[課題] 下にある記憶装置についての文章から、「NAND型フラッシュメモリと」で始まり「を備えることを特徴とする記憶装置。」で終わる部分を、両端の語句も含めて一字一句そのまま書き写してもらえますか。

[与えられた文章]
(58)【調査した分野】(Int.Cl.,DB名)
NAND型フラッシュメモリと、このNAND型フラッシュメモリに対するデータの書き込み/読み出しを制御する制御部とを備え、ホスト機器にインタフェースを介して接続された記憶装置において、
前記制御部は、
前記ホスト機器から、前記インタフェースを介して前記ホスト機器に接続されるインタフェース部と、
前記NAND型フラッシュメモリ内の特定領域に対して上書き用データを上書きすることにより、この特定領域内に記憶されていた既存データの消去が、前記インタフェースが定める上書き命令により前記ホスト機器から指示されたか否かを判断する判断部と、
前記判断部が、前記特定領域内に記憶された前記既存データへの消去指示がされたと判断したら、この特定領域を含む物理ブロックに対してブロック消去を指示し、前記特定領域を含む物理ブロックの前記NAND型フラッシュメモリの電荷を除去することで前記既存データを消去する消去部と
を備え、
前記記憶装置は記憶媒体を備え、
この記憶媒体には、前記特定領域内に記憶されていた前記既存データの消去指示がされる際に前記ホスト機器から送信される前記上書き用データが保持され、
前記制御部は、
前記ホスト機器から前記特定領域内のデータ読み出しが指示されたら、前記記憶媒体内の上書き用データを前記インタフェース部を介して前記ホスト機器に転送する転送部
を備えることを特徴とする記憶装置。
【発明を実施するための形態】
【0017】
(第1の実施形態)
以下、図面を参照して、本発明の実施形態について説明する。
【0018】
図1は、本発明の記憶装置をSSD装置に適用した第1の実施形態の概略構成を示すブロック図、
図2は、第1の実施形態のSSD装置の機能を示す機能ブロック図である。
【0019】
(SSD装置の概略構成)
これら図において、10は第1の実施形態であるSSD装置であり、このSSD装置10は、コントローラ11、RAM(Random Access Memory)12、ROM(Read Only Memory)13及びフラッシュメモリ14を備えている。本実施形態のSSD装置10は、例えば本実施形態ではMFPであるホスト機器20に接続され、ホスト機器20からの書き込み指令に応じて所定のデータを格納し、また、読み出し指令に応じて格納された所定のデータを送出するものである。

データセットの記録
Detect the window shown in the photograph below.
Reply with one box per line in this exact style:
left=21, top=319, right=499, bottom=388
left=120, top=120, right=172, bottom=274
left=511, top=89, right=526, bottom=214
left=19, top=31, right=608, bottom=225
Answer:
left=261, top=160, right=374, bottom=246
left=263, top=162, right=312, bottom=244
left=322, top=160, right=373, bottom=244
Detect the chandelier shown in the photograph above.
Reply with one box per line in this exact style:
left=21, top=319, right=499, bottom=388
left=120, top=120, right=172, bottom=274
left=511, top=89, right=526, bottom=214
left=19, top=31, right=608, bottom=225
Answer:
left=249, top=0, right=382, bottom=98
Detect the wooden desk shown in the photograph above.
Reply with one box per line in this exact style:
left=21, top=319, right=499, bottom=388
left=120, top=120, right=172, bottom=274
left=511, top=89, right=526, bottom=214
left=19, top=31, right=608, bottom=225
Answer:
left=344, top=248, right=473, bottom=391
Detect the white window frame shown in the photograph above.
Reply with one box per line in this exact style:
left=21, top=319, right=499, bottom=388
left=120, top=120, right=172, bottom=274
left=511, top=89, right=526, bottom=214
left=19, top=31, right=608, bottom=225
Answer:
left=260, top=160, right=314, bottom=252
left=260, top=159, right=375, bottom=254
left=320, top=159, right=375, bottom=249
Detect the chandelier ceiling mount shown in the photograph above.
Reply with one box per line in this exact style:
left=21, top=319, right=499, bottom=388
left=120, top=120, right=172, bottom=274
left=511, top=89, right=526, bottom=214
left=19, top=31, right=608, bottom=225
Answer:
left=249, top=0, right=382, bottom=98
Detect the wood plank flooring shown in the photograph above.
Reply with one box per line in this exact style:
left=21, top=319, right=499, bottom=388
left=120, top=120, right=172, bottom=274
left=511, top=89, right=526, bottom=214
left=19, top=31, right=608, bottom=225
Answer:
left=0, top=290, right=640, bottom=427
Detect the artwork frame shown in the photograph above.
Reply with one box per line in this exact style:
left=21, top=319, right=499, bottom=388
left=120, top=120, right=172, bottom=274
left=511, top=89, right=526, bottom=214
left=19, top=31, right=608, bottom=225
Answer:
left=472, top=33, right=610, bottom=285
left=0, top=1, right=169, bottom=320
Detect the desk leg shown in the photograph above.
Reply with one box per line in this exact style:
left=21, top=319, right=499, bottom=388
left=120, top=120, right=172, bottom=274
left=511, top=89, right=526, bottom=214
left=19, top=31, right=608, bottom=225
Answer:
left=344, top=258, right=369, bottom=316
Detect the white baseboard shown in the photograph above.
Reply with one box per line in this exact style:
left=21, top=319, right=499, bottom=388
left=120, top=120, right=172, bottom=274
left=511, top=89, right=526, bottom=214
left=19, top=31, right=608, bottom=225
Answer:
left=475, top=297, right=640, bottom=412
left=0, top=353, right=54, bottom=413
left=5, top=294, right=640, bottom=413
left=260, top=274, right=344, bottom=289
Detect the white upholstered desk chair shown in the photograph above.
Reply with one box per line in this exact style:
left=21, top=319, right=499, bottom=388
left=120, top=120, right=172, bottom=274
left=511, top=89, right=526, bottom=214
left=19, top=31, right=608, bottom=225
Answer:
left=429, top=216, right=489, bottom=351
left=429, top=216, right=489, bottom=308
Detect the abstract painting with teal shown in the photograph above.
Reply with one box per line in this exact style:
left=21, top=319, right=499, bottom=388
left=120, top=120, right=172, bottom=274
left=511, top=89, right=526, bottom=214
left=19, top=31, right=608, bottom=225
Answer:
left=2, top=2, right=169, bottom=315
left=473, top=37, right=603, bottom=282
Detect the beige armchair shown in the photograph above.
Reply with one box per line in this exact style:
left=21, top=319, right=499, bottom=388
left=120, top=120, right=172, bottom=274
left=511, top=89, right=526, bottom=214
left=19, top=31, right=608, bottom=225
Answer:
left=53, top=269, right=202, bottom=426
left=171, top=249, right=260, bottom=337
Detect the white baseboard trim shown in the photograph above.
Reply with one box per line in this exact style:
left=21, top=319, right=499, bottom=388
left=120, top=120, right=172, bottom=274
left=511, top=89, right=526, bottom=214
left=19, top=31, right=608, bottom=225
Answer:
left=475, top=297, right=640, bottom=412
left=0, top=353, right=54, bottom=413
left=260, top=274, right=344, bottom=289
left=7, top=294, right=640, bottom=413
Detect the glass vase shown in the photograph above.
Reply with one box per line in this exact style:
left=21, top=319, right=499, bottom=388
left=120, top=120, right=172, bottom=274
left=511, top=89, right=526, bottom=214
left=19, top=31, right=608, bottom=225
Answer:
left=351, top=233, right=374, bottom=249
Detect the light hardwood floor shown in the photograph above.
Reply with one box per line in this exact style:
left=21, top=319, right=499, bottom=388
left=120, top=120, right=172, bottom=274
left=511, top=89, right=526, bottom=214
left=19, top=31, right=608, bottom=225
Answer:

[解答は以下]
NAND型フラッシュメモリと、このNAND型フラッシュメモリに対するデータの書き込み/読み出しを制御する制御部とを備え、ホスト機器にインタフェースを介して接続された記憶装置において、
前記制御部は、
前記ホスト機器から、前記インタフェースを介して前記ホスト機器に接続されるインタフェース部と、
前記NAND型フラッシュメモリ内の特定領域に対して上書き用データを上書きすることにより、この特定領域内に記憶されていた既存データの消去が、前記インタフェースが定める上書き命令により前記ホスト機器から指示されたか否かを判断する判断部と、
前記判断部が、前記特定領域内に記憶された前記既存データへの消去指示がされたと判断したら、この特定領域を含む物理ブロックに対してブロック消去を指示し、前記特定領域を含む物理ブロックの前記NAND型フラッシュメモリの電荷を除去することで前記既存データを消去する消去部と
を備え、
前記記憶装置は記憶媒体を備え、
この記憶媒体には、前記特定領域内に記憶されていた前記既存データの消去指示がされる際に前記ホスト機器から送信される前記上書き用データが保持され、
前記制御部は、
前記ホスト機器から前記特定領域内のデータ読み出しが指示されたら、前記記憶媒体内の上書き用データを前記インタフェース部を介して前記ホスト機器に転送する転送部
を備えることを特徴とする記憶装置。